▶ [WHAT YOU SHOULD DO]
From the entries that follow, copy exactly the lines beginning at the line holding "[mask] rear wheel -> every instance" and continuing through the line holding "169 124 L 196".

▶ [INPUT DATA]
= = =
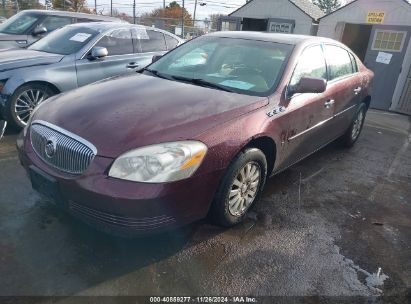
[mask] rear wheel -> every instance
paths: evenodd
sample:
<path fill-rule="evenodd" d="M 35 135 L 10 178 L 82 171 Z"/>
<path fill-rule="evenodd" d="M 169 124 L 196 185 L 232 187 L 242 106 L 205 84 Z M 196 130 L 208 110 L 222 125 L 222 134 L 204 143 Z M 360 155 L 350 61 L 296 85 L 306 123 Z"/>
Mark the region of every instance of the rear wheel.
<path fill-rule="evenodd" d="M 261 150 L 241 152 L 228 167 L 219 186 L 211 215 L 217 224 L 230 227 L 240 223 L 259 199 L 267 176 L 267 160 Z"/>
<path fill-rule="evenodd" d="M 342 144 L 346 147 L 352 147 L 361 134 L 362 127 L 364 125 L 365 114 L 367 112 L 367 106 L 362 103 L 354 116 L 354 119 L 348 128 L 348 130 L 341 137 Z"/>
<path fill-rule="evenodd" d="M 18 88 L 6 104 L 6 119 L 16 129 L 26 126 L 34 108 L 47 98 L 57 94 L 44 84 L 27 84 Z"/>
= = =
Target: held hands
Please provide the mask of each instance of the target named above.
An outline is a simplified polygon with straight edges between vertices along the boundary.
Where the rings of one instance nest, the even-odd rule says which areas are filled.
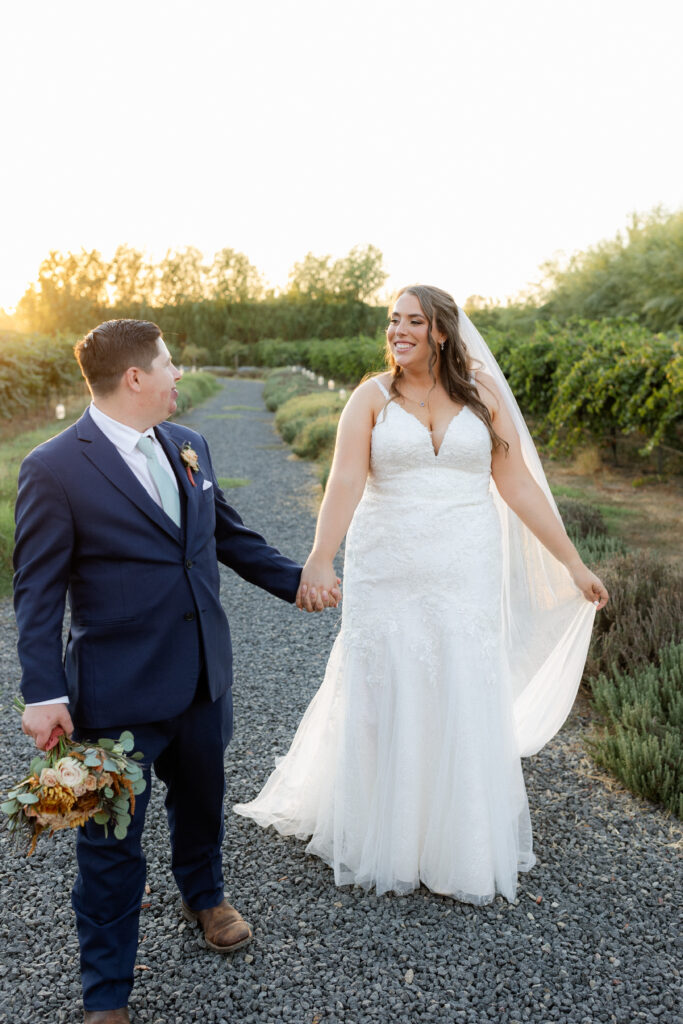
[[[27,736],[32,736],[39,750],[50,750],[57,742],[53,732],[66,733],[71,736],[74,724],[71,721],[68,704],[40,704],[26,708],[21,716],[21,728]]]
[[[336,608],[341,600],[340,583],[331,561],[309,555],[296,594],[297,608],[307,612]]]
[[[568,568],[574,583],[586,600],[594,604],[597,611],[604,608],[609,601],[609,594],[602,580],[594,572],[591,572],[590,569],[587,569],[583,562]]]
= = =
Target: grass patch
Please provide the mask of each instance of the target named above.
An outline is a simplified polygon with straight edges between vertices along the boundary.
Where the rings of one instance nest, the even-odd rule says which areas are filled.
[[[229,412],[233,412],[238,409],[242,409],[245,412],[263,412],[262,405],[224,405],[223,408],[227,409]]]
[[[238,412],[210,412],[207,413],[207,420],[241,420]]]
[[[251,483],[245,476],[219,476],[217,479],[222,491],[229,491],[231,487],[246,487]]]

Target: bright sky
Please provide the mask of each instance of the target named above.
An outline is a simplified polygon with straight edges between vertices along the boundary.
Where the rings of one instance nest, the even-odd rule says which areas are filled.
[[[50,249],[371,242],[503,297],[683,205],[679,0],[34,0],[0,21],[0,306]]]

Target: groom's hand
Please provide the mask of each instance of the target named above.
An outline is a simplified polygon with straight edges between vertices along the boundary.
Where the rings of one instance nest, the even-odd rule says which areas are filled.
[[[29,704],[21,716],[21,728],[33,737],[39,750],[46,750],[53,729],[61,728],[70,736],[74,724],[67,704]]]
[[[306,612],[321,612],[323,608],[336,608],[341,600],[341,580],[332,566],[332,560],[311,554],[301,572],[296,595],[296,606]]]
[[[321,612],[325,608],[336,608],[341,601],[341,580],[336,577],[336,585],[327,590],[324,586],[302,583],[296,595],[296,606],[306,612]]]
= = =
▶ [ANSWER TO THIS PROBLEM]
[mask] rear wheel -> every instance
paths: evenodd
sample:
<path fill-rule="evenodd" d="M 35 135 L 10 178 L 82 171 Z"/>
<path fill-rule="evenodd" d="M 169 124 L 196 185 L 232 187 L 242 106 L 205 84 Z M 196 130 L 208 110 L 222 125 L 222 134 L 204 143 Z M 360 155 L 350 61 L 296 85 L 306 123 Z"/>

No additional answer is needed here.